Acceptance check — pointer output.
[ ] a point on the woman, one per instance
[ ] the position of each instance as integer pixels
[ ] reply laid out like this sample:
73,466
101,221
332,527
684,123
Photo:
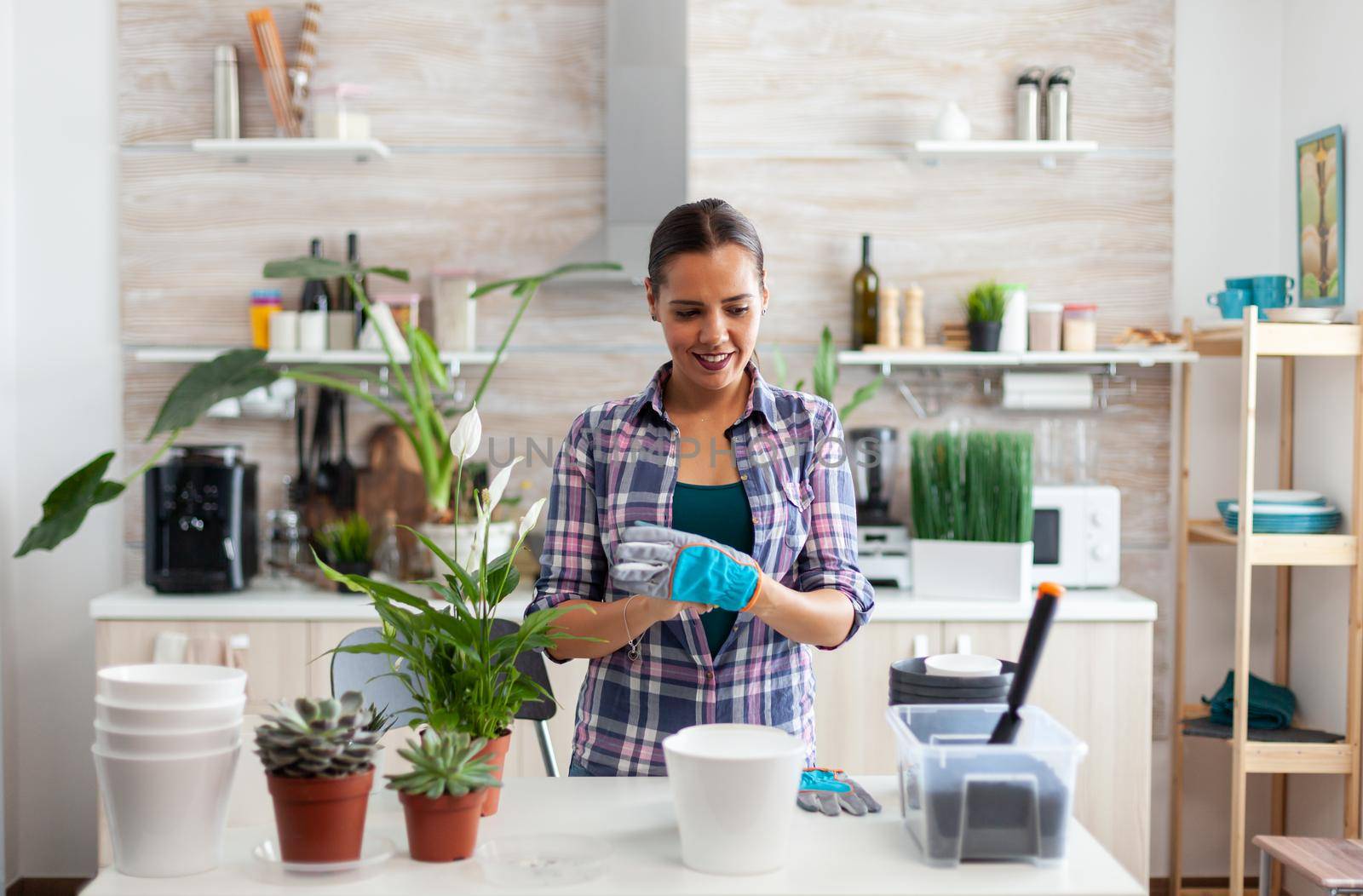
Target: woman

────────

Problem => Report every line of the listing above that contains the string "instance", taking case into account.

Complete output =>
[ ] a point on the woman, one per instance
[ ] the position of each instance as integer pixels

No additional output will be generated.